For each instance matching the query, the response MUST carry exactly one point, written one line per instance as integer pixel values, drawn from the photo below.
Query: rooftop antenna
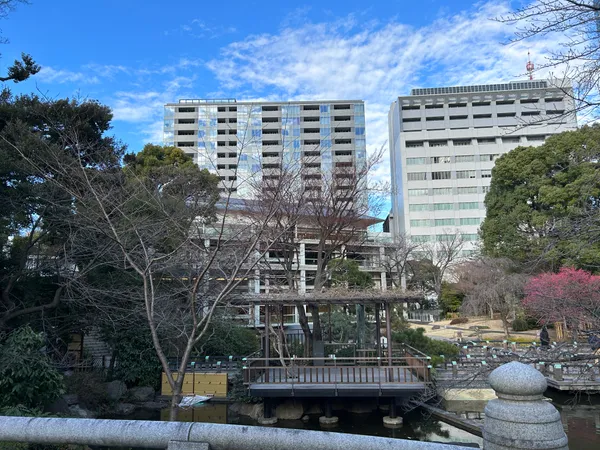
(530, 66)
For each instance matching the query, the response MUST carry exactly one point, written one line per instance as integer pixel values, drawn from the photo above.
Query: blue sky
(136, 55)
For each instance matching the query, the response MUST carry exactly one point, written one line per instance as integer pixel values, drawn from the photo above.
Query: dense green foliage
(136, 362)
(27, 376)
(520, 324)
(416, 338)
(543, 202)
(346, 272)
(227, 339)
(451, 298)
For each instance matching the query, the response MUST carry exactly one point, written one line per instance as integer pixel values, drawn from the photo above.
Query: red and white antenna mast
(530, 66)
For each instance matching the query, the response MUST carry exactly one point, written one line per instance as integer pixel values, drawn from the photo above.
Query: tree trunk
(306, 330)
(505, 326)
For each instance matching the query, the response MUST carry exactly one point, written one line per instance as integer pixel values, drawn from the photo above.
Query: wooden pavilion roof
(336, 297)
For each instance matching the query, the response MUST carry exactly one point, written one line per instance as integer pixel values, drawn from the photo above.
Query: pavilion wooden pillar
(378, 329)
(388, 323)
(267, 340)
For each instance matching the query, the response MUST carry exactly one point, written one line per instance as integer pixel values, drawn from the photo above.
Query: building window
(468, 205)
(461, 142)
(442, 191)
(488, 157)
(438, 143)
(536, 138)
(446, 175)
(419, 207)
(462, 174)
(412, 161)
(420, 238)
(470, 221)
(416, 176)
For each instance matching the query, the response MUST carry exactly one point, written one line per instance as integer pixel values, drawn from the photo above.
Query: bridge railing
(337, 370)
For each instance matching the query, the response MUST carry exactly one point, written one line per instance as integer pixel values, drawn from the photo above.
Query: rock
(363, 407)
(154, 405)
(58, 406)
(71, 399)
(124, 409)
(252, 410)
(115, 390)
(141, 394)
(314, 409)
(289, 410)
(80, 412)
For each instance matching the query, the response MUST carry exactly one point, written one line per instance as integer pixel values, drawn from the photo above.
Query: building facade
(443, 144)
(242, 141)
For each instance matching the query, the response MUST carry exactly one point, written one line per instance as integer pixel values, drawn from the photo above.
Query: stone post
(520, 418)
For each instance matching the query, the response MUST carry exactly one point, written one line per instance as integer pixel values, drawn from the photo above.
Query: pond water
(580, 416)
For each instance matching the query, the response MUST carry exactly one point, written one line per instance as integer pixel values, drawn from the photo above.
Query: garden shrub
(520, 324)
(431, 347)
(459, 320)
(27, 376)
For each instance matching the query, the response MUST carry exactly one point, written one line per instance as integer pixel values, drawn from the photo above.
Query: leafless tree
(443, 254)
(577, 24)
(397, 257)
(493, 285)
(186, 254)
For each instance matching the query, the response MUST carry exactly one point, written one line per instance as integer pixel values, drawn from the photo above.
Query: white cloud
(50, 75)
(347, 59)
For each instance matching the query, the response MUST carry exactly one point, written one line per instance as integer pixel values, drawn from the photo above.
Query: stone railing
(518, 419)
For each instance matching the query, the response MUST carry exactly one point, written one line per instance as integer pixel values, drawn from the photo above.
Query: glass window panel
(410, 161)
(420, 223)
(419, 207)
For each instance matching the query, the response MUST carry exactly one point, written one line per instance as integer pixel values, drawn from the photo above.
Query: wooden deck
(348, 377)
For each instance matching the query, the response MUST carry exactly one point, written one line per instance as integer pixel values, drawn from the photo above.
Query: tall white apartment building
(243, 140)
(443, 144)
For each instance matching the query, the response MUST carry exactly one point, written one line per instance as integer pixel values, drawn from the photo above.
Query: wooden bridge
(333, 377)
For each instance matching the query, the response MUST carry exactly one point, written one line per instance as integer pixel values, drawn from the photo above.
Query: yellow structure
(214, 384)
(208, 413)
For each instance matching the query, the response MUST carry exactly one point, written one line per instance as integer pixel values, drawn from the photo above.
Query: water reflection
(417, 425)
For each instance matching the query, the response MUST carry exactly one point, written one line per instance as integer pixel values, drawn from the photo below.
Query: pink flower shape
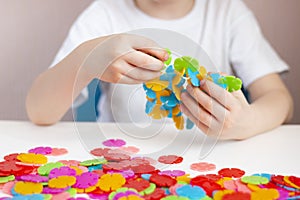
(203, 167)
(41, 150)
(114, 143)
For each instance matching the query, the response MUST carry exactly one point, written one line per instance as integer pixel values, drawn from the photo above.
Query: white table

::::::::::

__What you should do__: What is needed is a verbatim copy of the material, minus its pictures.

__Task answer__:
For each instance matching the query, the response MUST carry exactly one point, written one line per instance as integer pixel values, drawn from the photo below.
Query: rooftop antenna
(530, 66)
For each instance matching the query, the response MUST carry exactly one point, written one line per instance as integer pixel values, drawn from the photo above.
Query: blue sky
(136, 55)
For each instance matching the query, the response MUST carry exactly one point, written one line per instance as integer pixel values, drawn from the photo above.
Query: dense green foliage
(136, 362)
(27, 376)
(520, 324)
(416, 338)
(543, 202)
(346, 272)
(227, 339)
(451, 298)
For each instance matching the query, the response MUST carry exactly one point, written one line per instance as integer pixel values, drawn from the photo above.
Query: red and white antenna mast
(530, 66)
For each instance matching the query, the response MUST carry exactly one point, written one line per instance as integer pixel values, drawn from the photo above.
Query: tree trunk
(306, 330)
(505, 326)
For each instance matching the query, the response MUST carry exactly one point, written one line per instance as integer pixel values, drawn from the photo above.
Query: wooden pavilion roof
(336, 297)
For each instance matching the query, the response MUST carry exactly one point, written one line per instance as integer pixel values, drawn from the photo above.
Query: pavilion wooden pillar
(378, 329)
(388, 323)
(267, 340)
For each instance matching the query, the response MUST carry exactly one point, written one line per instance as integer pixel values, drawn from the photo above.
Query: building window
(468, 205)
(461, 142)
(442, 191)
(488, 157)
(438, 143)
(536, 138)
(446, 175)
(419, 207)
(462, 174)
(412, 161)
(420, 238)
(470, 221)
(416, 176)
For each instance matching the query, the response MUST carry exactly one point, written one line per instance as integer pixel values, drawn from the photo above.
Query: bridge railing
(337, 370)
For each instance matching the query, the response MUST carry exactly one point, written one line per instance as integer pixel values, drawn from the photo above.
Query: rock
(363, 407)
(154, 405)
(58, 406)
(71, 399)
(124, 409)
(252, 410)
(115, 390)
(141, 394)
(314, 409)
(289, 410)
(80, 412)
For each instance matching the query, the response MUST carry exactly one point, written one line per instance as integer pixel values, drawn from the photo above.
Query: building facade
(443, 144)
(242, 141)
For each instance matching the query, the response MUST carry exactly one point, written one line per instance as integer pixel values, drawn from the photo above.
Query: stone post
(520, 418)
For each instance matching the query, the response MUST carry exactly one point, written one line per instance as integer pixel values, drawn from the photo above.
Query: pond water
(580, 416)
For each instance matching the query, the response MUST carry exactly one point, written one line per instance as integer pixel values, drawn from the photo above.
Query: garden shrub
(520, 324)
(431, 347)
(459, 320)
(27, 376)
For each instance matching the query, the response MUST carry exactly one point, written one line per instance as integer pixel values, drawn from the photo above.
Query: leafless tree
(443, 254)
(577, 24)
(397, 257)
(493, 285)
(186, 254)
For each instance matching the query, the response MUST carry exactly one point, written one line per instance as integer pixel values, drawn from the photo above.
Query: white cloud
(50, 75)
(347, 59)
For each instance matching the query, the response MUST carry exactly one point, written one line per instance as integer pixel values, drawn from the photo above.
Query: stone railing
(518, 419)
For each instance matching the query, the response MUST carry exactly one point, written one line per instance as integer pixel values, drawn from the photo above.
Query: glass window panel
(410, 161)
(420, 223)
(419, 207)
For each instance matching the query, the response MUST carry exactly one point, written one line per instance as integer pixel values, drawn from the photo above.
Query: wooden deck
(348, 377)
For each instance matching the query, the response MUST carry exactly one point, written one line per instance as integer pixel values, drawn from the photo above.
Query: tall white apartment building
(243, 140)
(443, 144)
For each instance matching the query, the response MUST carry exactly one point, written one line per instance as integer pixel values, drawn from the photo above.
Query: wooden bridge
(333, 377)
For each instance matching the query, the response MUST carry exactly one point, written one line per instance as integer pixel values, drawn from the photo above.
Query: yellow structure
(214, 384)
(208, 413)
For each instance matching the query, the response MUST carry exactly one point, written one line per instance as integer pixel values, drawn from the photo above.
Query: water reflection
(417, 425)
For each instance matching the query, the response MUST carry exactly one point, written one line per instance as integer pixel values, drawn from the photo below.
Query: pink flower shape
(203, 167)
(41, 150)
(114, 143)
For each instance matching the query, the response MUST carry exactly one point, written one line per instance as integer pixel values, drawn from the photo above.
Query: white table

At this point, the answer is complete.